Task details: If a line in the entries includes "glass", show that line.

Data to use:

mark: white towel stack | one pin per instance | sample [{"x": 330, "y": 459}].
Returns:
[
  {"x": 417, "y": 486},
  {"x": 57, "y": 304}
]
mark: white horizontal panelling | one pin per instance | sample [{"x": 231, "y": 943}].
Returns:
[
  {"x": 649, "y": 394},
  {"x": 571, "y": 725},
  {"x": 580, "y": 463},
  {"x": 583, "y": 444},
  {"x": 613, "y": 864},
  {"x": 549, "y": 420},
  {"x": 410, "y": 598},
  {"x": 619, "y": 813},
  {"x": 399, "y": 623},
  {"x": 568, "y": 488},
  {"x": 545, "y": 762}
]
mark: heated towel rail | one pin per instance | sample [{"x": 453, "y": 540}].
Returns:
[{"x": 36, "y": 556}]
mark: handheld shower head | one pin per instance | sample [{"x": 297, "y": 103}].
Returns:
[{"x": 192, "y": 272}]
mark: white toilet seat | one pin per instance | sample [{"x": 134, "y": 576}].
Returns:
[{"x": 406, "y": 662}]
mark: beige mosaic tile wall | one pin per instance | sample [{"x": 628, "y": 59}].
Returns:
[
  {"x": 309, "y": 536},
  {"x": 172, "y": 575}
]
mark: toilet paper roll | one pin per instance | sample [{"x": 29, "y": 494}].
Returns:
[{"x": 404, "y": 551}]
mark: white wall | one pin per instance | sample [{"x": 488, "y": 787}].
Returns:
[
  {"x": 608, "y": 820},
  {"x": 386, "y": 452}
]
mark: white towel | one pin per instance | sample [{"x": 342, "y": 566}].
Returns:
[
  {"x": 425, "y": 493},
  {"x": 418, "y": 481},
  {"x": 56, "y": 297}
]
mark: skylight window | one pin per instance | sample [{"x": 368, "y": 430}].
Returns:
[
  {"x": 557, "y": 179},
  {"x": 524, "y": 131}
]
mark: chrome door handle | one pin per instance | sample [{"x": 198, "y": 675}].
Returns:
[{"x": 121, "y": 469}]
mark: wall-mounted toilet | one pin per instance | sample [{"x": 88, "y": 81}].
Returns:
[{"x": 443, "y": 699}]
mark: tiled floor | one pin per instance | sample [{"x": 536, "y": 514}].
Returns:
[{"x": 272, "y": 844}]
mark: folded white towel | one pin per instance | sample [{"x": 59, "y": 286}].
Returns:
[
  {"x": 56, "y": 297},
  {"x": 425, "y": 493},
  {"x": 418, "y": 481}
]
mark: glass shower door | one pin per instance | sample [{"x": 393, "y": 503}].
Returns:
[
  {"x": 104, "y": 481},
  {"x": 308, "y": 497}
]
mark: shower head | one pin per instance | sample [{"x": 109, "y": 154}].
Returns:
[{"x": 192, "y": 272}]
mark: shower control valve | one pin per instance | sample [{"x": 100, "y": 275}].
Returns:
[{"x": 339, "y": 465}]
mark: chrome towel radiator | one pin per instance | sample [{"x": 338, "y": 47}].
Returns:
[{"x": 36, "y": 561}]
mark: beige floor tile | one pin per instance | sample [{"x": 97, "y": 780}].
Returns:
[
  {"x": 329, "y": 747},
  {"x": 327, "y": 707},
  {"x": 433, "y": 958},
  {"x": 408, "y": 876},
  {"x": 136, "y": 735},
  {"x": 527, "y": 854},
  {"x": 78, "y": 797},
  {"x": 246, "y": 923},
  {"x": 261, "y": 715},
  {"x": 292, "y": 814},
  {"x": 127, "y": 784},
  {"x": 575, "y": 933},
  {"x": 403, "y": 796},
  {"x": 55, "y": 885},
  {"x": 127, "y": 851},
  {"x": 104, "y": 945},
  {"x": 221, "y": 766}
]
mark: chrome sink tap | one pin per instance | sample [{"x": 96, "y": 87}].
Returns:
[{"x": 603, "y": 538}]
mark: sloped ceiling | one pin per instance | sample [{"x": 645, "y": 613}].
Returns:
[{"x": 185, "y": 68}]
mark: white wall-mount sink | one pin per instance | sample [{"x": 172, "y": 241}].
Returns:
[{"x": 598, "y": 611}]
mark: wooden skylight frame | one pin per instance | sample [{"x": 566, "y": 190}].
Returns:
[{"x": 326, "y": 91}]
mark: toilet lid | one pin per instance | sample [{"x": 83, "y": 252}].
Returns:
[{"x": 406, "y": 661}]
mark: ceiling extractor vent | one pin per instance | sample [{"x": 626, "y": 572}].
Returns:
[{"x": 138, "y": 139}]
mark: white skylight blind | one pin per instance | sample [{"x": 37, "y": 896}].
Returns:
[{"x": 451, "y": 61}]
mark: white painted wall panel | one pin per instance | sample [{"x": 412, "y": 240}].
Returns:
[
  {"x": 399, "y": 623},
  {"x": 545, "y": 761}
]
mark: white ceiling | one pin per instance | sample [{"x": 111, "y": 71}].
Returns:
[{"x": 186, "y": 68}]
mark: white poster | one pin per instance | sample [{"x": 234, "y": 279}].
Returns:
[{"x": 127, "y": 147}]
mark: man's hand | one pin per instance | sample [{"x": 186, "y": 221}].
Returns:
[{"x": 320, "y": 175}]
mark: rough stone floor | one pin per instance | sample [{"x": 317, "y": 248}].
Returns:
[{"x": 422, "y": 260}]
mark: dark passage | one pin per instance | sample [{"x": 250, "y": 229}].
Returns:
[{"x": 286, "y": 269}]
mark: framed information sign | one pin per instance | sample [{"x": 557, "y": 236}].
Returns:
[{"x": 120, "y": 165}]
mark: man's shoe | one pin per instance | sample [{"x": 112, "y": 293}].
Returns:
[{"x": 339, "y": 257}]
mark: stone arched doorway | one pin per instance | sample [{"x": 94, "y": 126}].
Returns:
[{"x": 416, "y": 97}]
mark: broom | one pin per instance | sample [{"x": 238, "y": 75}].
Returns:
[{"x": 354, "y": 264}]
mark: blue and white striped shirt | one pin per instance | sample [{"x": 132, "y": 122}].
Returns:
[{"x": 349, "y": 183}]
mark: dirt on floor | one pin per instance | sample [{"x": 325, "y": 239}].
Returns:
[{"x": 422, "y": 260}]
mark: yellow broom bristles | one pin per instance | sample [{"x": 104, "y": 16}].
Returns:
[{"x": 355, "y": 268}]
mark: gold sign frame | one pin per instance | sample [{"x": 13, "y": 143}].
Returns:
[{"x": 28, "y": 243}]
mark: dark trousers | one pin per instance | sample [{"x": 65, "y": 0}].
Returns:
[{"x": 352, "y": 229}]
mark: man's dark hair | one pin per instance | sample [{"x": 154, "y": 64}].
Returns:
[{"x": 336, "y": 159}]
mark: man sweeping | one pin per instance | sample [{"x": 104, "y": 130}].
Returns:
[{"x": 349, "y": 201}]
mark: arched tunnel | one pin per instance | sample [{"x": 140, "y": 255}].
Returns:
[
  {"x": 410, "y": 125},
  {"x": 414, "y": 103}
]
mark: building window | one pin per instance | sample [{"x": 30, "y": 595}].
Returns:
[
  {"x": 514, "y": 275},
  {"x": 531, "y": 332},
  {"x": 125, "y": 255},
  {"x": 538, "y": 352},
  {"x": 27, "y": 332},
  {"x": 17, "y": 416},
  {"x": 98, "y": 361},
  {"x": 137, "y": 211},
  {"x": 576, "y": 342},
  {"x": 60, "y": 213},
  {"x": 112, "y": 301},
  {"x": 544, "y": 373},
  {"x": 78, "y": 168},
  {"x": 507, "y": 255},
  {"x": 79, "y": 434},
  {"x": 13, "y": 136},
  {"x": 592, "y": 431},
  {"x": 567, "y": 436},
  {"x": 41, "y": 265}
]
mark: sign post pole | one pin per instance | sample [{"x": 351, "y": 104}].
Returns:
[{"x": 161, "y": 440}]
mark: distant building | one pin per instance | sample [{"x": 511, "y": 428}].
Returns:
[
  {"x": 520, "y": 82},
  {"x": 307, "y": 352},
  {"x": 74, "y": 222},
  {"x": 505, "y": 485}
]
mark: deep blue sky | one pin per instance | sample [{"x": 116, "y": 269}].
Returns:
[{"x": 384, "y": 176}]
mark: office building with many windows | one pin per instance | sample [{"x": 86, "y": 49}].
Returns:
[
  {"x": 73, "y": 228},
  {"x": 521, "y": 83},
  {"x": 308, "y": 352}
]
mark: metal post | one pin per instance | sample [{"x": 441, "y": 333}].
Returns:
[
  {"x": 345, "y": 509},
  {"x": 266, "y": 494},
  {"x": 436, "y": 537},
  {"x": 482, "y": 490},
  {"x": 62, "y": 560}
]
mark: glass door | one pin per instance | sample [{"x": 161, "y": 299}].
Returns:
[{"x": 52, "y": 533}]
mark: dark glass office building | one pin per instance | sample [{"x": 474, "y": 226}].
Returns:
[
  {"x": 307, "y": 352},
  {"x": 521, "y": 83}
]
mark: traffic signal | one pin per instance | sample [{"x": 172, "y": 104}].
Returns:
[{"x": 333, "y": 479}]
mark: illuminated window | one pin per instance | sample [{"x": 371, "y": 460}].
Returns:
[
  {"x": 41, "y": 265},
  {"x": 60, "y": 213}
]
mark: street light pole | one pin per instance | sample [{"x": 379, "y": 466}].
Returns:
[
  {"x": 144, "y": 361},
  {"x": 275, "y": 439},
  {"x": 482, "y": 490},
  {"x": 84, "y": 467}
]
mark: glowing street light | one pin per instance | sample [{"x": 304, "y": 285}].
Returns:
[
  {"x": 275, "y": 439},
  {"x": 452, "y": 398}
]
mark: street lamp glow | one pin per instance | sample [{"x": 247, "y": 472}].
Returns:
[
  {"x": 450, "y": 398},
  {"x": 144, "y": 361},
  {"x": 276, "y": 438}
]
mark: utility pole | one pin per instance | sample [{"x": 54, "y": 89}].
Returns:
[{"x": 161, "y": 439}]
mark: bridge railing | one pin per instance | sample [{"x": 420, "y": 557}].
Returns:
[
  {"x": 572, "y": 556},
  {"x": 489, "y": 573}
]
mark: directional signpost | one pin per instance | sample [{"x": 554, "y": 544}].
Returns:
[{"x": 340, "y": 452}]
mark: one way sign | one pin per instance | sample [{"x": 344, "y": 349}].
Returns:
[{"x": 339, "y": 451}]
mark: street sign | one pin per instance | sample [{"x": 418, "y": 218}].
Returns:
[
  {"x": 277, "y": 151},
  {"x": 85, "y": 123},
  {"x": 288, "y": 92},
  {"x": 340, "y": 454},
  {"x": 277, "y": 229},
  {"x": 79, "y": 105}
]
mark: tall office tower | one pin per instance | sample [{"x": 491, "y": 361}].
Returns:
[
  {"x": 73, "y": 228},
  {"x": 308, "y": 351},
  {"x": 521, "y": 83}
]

Output for this task:
mark: glass shower door | one pin per instance | sample [{"x": 393, "y": 503}].
mark: glass door | one pin per instance | sample [{"x": 161, "y": 299}].
mark: dark glass office building | one pin per instance | sample [{"x": 474, "y": 226}].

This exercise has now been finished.